[Location identification entries]
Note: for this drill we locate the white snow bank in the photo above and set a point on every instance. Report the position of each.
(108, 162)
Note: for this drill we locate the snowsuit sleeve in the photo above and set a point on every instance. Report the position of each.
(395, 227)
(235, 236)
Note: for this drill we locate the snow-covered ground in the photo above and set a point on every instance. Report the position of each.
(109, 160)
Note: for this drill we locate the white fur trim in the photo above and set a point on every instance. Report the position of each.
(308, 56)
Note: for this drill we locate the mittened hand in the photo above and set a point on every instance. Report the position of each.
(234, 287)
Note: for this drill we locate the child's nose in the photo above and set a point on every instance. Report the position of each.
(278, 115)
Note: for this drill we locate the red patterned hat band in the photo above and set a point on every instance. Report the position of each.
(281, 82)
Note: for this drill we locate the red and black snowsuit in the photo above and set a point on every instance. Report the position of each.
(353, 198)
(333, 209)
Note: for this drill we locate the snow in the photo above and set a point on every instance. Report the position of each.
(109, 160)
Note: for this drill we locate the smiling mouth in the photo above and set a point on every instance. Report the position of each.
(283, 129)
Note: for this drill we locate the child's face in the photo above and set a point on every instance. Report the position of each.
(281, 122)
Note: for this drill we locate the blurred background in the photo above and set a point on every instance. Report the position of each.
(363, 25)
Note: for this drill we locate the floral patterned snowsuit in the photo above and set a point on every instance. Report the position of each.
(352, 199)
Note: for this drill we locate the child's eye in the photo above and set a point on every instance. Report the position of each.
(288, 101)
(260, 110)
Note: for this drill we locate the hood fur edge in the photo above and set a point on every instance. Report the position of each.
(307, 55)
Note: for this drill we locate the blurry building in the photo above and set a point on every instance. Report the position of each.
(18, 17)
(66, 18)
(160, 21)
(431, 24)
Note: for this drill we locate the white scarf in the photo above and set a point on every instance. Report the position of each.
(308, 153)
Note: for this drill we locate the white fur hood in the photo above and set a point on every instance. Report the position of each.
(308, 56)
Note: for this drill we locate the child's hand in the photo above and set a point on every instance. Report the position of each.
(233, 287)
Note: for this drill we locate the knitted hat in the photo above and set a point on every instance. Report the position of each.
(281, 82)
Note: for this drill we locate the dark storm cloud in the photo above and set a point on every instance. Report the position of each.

◆ **WHAT THE TASK ASKS**
Please format the data from the line containing "Note: for this drill we locate the blurred" through the end of the data, inclusive, as a JSON list of strings with one string per line, leaving out blank lines.

◆ **ANSWER FOR THIS EXERCISE**
[
  "Note: for this drill we locate the blurred background in the photo above and set a point on every instance. Report the position of each.",
  "(363, 25)",
  "Note: for this drill we locate the floral patterned snowsuit in the photo above and set a point on every instance. Report the position of each.",
  "(352, 199)",
  "Note: for this drill we locate the child's eye in the photo above and set a point on every instance. Report the position of each.",
  "(288, 101)",
  "(260, 110)",
  "Note: for this drill we locate the hood fur edge in the photo above and set a point on every instance. Report the position of each.",
  "(307, 55)",
  "Note: for this drill we locate the blurry building in the photo above and set a point on every instance. Report the position of each.",
  "(18, 17)",
  "(66, 18)",
  "(160, 21)",
  "(431, 24)",
  "Note: for this drill we locate the white scarf in the photo above and set a point on every instance. Report the position of each.",
  "(308, 153)",
  "Note: for this drill we locate the white fur hood in the photo above and set a point on every instance. Report the position of each.",
  "(308, 56)",
  "Note: for this drill we locate the child's hand in the photo above and set a point on every instance. Report the position of each.",
  "(233, 287)",
  "Note: for this drill we locate the knitted hat in the photo above and set a point on every instance. Report the position of each.",
  "(281, 82)",
  "Note: for this drill we locate the dark storm cloud in the photo above and set a point on every instance. Report the position of each."
]